◆ TASK DIRECTIONS ◆
From the IOMMUFD patch discussion below, write out word for word the part starting with "On 9/13/22 03:55, Tian, Kevin" and going on through "a longer time.".

◆ SOURCE PASSAGE ◆
Re: [PATCH RFC v2 00/13] IOMMUFD Generic interface

[Date Prev][Date Next][Thread Prev][Thread Next][Date Index][Thread Index]

 



Hi,

On 9/13/22 03:55, Tian, Kevin wrote:
> We didn't close the open of how to get this merged in LPC due to the
> audio issue. Then let's use mails.
>
> Overall there are three options on the table:
>
> 1) Require vfio-compat to be 100% compatible with vfio-type1
>
>    Probably not a good choice given the amount of work to fix the remaining
>    gaps. And this will block support of new IOMMU features for a longer time.
>
> 2) Leave vfio-compat as what it is in this series
>
>    Treat it as a vehicle to validate the iommufd logic instead of immediately
>    replacing vfio-type1. Functionally most vfio applications can work w/o
>    change if putting aside the difference on locked mm accounting, p2p, etc.
>
>    Then work on new features and 100% vfio-type1 compat. in parallel.
>
> 3) Focus on iommufd native uAPI first
>
>    Require vfio_device cdev and adoption in Qemu. Only for new vfio app.
>
>    Then work on new features and vfio-compat in parallel.
>
> I'm fine with either 2) or 3). Per a quick chat with Alex he prefers to 3).

◆ MATERIAL SHOWN ◆

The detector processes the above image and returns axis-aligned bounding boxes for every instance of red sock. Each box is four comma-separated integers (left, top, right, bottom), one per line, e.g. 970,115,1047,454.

--

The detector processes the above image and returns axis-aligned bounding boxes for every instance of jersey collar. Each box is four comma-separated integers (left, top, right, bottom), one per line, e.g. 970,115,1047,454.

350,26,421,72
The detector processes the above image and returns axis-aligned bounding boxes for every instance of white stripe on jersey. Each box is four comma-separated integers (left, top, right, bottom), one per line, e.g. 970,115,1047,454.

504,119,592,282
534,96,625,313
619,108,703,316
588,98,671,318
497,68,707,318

---

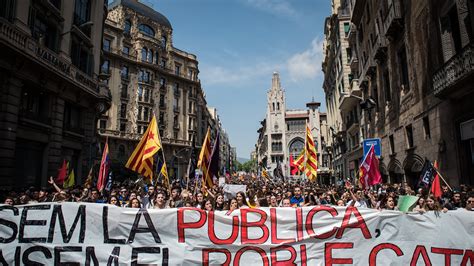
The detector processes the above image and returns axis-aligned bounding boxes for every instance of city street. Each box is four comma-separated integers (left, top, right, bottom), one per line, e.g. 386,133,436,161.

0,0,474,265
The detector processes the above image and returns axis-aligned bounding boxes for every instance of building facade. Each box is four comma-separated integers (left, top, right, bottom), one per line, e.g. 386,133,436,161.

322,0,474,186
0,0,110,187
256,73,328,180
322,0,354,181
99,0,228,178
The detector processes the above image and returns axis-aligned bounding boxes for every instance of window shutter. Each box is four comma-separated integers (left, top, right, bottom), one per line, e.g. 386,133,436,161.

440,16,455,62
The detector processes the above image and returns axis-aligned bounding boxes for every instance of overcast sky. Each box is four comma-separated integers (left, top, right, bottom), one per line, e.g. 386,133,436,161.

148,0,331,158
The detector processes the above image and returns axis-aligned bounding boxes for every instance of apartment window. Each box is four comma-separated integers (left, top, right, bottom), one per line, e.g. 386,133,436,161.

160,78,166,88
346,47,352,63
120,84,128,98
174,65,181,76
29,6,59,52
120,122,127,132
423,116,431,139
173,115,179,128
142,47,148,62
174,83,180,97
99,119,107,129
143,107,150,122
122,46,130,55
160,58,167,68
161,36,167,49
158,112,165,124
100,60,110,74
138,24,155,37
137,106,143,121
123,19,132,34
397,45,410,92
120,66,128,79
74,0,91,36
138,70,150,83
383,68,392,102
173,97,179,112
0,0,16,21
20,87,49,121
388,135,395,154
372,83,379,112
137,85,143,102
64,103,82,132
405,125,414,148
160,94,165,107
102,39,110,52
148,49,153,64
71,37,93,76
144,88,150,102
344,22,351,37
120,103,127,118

◆ RESPONSE TO THE EXERCISE ◆
On 9/13/22 03:55, Tian, Kevin wrote:
> We didn't close the open of how to get this merged in LPC due to the
> audio issue. Then let's use mails.
>
> Overall there are three options on the table:
>
> 1) Require vfio-compat to be 100% compatible with vfio-type1
>
>    Probably not a good choice given the amount of work to fix the remaining
>    gaps. And this will block support of new IOMMU features for a longer time.